_Work required:_
From the start of the records through the line containing "(1252, 547)", copy every line, scaling each answer coordinate by 2 and rounding to whole numbers, halves up. Leave all other text unchanged.
--- BEGIN Items ---
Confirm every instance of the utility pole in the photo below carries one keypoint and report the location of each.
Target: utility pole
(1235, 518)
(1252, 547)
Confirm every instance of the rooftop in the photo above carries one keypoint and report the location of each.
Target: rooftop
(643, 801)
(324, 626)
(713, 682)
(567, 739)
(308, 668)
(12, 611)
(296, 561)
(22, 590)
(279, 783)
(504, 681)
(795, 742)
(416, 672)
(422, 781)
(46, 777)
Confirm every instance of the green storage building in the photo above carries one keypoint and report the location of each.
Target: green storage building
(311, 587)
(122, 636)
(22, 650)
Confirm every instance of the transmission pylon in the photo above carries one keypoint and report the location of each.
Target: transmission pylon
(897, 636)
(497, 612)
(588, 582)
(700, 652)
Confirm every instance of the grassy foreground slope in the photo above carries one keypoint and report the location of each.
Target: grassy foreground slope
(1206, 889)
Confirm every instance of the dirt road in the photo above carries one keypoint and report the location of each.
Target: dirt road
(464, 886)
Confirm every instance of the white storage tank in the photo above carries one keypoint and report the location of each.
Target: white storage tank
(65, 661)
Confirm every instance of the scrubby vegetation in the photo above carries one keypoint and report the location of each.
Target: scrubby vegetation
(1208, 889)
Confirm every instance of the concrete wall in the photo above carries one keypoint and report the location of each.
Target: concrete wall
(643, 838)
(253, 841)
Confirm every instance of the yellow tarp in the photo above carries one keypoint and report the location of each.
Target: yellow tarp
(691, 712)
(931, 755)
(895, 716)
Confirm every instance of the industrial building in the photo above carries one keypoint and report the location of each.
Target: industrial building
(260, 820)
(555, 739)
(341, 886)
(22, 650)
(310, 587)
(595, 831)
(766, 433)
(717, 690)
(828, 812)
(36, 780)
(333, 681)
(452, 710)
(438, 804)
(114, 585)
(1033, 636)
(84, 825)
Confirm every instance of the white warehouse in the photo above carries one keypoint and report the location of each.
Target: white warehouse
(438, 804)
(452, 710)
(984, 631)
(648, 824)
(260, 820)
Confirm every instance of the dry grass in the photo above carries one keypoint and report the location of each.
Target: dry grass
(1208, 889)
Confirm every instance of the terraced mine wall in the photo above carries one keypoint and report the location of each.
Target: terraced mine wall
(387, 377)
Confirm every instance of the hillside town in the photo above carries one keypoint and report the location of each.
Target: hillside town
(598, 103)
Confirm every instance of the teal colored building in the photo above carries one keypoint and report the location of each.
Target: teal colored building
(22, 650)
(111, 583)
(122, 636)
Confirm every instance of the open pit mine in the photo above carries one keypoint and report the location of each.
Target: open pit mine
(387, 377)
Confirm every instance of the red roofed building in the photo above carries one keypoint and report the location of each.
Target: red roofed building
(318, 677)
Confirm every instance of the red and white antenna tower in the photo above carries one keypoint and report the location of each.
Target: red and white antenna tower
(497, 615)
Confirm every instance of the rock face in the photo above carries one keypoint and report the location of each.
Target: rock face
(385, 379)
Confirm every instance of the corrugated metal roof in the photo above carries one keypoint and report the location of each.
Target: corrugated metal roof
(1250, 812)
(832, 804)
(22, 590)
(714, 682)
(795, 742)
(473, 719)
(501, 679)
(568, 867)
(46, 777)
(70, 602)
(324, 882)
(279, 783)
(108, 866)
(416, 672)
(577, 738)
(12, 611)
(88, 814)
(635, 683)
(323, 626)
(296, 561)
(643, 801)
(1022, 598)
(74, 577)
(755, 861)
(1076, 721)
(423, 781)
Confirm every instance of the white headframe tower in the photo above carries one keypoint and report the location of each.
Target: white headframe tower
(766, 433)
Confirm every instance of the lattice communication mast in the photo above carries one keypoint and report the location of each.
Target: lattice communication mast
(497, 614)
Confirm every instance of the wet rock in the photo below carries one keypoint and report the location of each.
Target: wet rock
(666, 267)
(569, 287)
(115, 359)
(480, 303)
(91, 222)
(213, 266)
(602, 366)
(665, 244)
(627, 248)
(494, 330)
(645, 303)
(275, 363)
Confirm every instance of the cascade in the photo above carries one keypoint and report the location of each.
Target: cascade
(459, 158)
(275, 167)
--- END Items ---
_Response to this exercise:_
Confirm every instance of the utility pole in the photo below carries one keypoint and report the location of each.
Target: utility pole
(2470, 1036)
(2504, 1094)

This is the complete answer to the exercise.